> _EXTRAHIERTER TEXT_
:::::
Kein geringeres Aggregat als den famosen Achtzylinder aus dem AMG GT überlassen die Schwaben ihren neuen Freuden auf der anderen Seite des Kanals, die den Powerback durch den mit Hilfe eines neuen Trockensumpfs noch tieferen Einbau in den DB11 quasi in den Adelsstand erheben. Denn gemessen an dem britischen Gran Turismo wirkt der Stuttgarter Sportwagen lange nicht so edel, elegant und elitär. Er mag ein bisschen versnobt sein und ein paar Details wie die elektrische Klappe für die Ablage auf der Mittelkonsle sind schräg und insbesondere die Abteilung Colour& Trim leistet sich mit lila Leder ein paar schwierige Skurillitäten. Doch unter dem Strich ist der BD11 das stilsicherere Auto, mit dem man in manchen Situationen einfach den besseren Auftritt hinlegt.
Das gilt nicht allein für das Styling, sondern auch für den Sound. Denn Aston Martin hat den Motor nicht nur neu kalibriert, ihn weicher im Fahrzeug aufgehängt und ihn für einen niedrigeren Schwerpunkt näher an die Straße gerückt. Sondern die Briten haben auch eine eigene Abgasanlage eingebaut, mit der die acht Zylinder plötzlich auch die leisen Töne beherrschen. Zumindest im GT-Modus klingt der Affalterbacher Achtzylinder plötzlich, als habe er Kreide gefressen und als seien die zwei Endrohre mit Watte ausgestopft, so verhalten ist sein Grollen und so brav sein Brüllen, wenn man den rot pulsierenden Startknopf drückt.
:::::
> _LERNMATERIAL_
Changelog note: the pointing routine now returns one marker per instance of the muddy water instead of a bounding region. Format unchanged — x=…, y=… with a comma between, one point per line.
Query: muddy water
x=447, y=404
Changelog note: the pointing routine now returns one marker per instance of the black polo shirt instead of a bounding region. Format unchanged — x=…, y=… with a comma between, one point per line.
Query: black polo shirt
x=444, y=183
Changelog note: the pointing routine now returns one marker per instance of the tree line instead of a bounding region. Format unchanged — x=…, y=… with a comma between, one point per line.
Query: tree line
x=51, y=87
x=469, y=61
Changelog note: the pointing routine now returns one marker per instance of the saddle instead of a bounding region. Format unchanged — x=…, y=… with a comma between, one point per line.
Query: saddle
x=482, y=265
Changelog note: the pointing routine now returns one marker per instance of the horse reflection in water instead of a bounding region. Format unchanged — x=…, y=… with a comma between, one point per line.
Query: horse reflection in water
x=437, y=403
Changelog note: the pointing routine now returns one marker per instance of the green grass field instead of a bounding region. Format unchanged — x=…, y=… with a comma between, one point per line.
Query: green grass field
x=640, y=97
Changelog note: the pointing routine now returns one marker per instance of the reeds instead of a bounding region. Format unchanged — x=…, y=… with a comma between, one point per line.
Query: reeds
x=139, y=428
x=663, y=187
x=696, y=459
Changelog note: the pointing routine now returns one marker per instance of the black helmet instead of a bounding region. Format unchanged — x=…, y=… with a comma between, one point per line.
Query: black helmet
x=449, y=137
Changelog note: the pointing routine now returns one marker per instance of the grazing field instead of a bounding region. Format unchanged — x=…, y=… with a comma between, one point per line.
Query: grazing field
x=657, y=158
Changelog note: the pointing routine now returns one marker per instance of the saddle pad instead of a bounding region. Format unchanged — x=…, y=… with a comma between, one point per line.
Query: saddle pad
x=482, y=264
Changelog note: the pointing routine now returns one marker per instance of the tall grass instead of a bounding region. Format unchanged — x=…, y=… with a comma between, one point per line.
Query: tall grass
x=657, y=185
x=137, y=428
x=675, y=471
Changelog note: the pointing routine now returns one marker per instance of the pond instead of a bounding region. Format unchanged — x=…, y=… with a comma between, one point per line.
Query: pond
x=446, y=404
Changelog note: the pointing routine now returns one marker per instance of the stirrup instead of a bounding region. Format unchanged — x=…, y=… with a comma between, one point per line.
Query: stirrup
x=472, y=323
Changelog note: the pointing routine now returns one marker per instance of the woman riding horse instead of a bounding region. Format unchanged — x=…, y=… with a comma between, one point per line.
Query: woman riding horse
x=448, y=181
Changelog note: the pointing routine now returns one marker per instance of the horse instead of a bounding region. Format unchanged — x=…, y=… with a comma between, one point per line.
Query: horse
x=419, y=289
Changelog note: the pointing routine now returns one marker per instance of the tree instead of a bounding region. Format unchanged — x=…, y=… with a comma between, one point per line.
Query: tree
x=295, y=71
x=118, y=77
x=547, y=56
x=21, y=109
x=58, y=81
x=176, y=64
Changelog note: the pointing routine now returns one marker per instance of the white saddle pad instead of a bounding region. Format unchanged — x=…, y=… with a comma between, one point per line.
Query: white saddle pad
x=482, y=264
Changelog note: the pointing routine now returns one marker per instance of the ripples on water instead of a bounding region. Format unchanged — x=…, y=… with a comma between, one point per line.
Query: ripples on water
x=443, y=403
:::::
> _AUFGABEN_
• A. Erläutern Sie anhand des Textes über den Aston Martin DB11, wozu der Motor näher an die Straße gerückt wurde und womit der tiefere Einbau in den DB11 erreicht wird.
• B. Prüfen Sie für jede Aussage, ob sie mit dem Text über den Aston Martin DB11 übereinstimmt. Antworten Sie jeweils mit Ja oder Nein und zitieren Sie die entscheidenden Worte des Textes wörtlich.
(i) Im DB11 arbeitet der Achtzylinder aus dem AMG GT.
(ii) Aston Martin hat die Abgasanlage unverändert übernommen.
(iii) Der Motor wurde im Fahrzeug härter aufgehängt.
• C. Setzen Sie den Text über den Aston Martin DB11 nach seinem letzten Satz fort.

> _LÖSUNGEN_
• A. Der Motor wurde für einen niedrigeren Schwerpunkt näher an die Straße gerückt. Den tieferen Einbau in den DB11 ermöglicht ein neuer Trockensumpf.

• B.
(i) Ja: „Kein geringeres Aggregat als den famosen Achtzylinder aus dem AMG GT überlassen die Schwaben ihren neuen Freuden auf der anderen Seite des Kanals“
(ii) Nein: „die Briten haben auch eine eigene Abgasanlage eingebaut“
(iii) Nein: „ihn weicher im Fahrzeug aufgehängt“

• C.
Aber natürlich kann der elitäre Engländer auch anders. Man muss nur vom GT-Modus in den Sport- oder gar den Sport+-Betrieb wechseln und aus dem Edelmann wird ein Hooligan, der seine ganze Kraft und Wut nur so herausbrüllt. Der Krawall aus dem Endrohr klingt wie ein Silvesterfeuerwerk, die adaptiven Dämpfer schütteln die Wirbel durch wie ein Barkeeper die Eiswürfel im Martini und die Gänge wechseln so hart und schnell, dass einem nach ein paar Kilometern der Nacken schmerzt.
Ohnehin haben Stil und Sound wenig mit dem Speed zu tun, den der DB11 abliefert. Denn egal, in welchem Modus man gerade fährt, ist das Vierliter-Triebwerk ein Treibsatz von nahezu explosiver Wirkung: Mit 510 PS und 675 Nm liegt es in der Mitte dessen, was bei Mercedes alles möglich ist und zugleich nur knapp 100 PS und 25 Nm vom hauseigenen V12. Kein Wunder, dass er für den Sprint von 0 auf 100 mit 4,0 Sekunden nur eine Zehntel mehr braucht als das Top-Modell. Und dass der V12 bei Vollgas 21 km/h schneller ist, stört allenfalls beim Benzingespräch am Tresen. Denn mal ehrlich: 301 oder 322 km/h – das kann man im Alltag ohnehin nie ausprobieren. Und wer geht mit einem Auto wie diesem auf eine Rennstrecke?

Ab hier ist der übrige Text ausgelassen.